Tri sheltie running is one of my breeders offspring


----------



## Hanwombat (Sep 5, 2013)

Pappychi said:


> This is completely unrelated to Crufts but sat watching around the dog world at Manchester Champ Show and a tri colour Smooth Collie took the group. You and bigby popped into my head :Hilarious


Maybe it WAS Bigby LOL LOL


----------



## shadowmare (Jul 7, 2013)

danielled said:


> Yes it is but twice it has happened. I didn't miss anything so seems the clocks at their end are slow.


For goodness sake danielled, no dog show... in fact NO show or event ever works to a minute. Especially agility shows. Making sure that the ring is set up properly, is safe and the distances are all correct takes time. It is not a case of someone's watch showing incorrect time. It's just how real life works.


----------



## Guest (Mar 10, 2017)

▸ Given data:
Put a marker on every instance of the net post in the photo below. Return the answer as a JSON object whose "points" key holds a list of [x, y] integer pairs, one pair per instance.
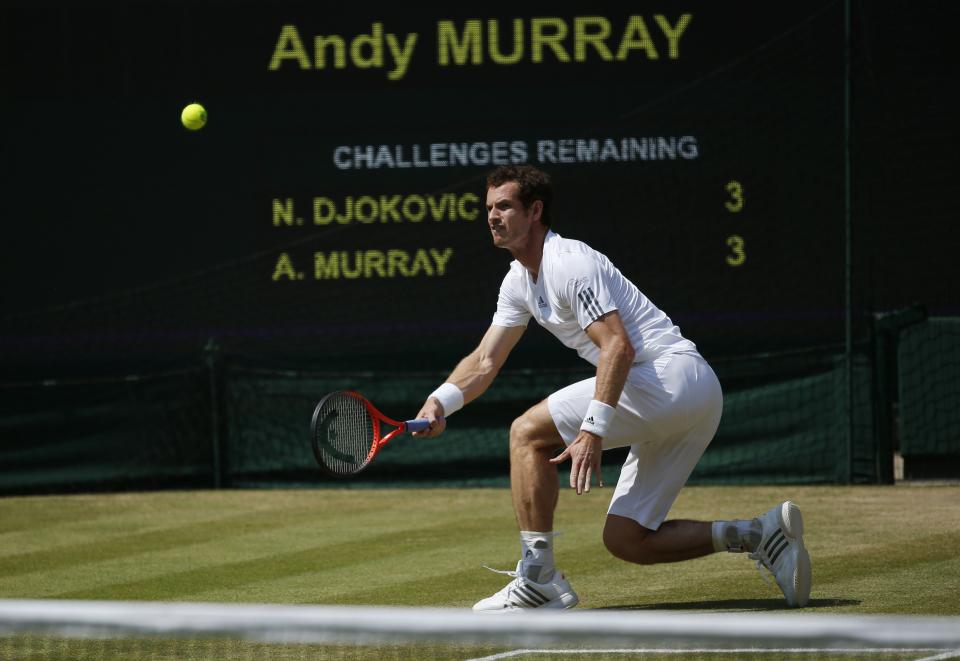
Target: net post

▸ Required work:
1. In the forum thread, what kind of dog took the group at Manchester Champ Show?
2. Update the forum thread's passage from "For goodness sake" up to and including "real life works.", replacing "agility shows" with "obedience shows".

▸ List of solutions:
1. A tri colour Smooth Collie.

2.
For goodness sake danielled, no dog show... in fact NO show or event ever works to a minute. Especially obedience shows. Making sure that the ring is set up properly, is safe and the distances are all correct takes time. It is not a case of someone's watch showing incorrect time. It's just how real life works.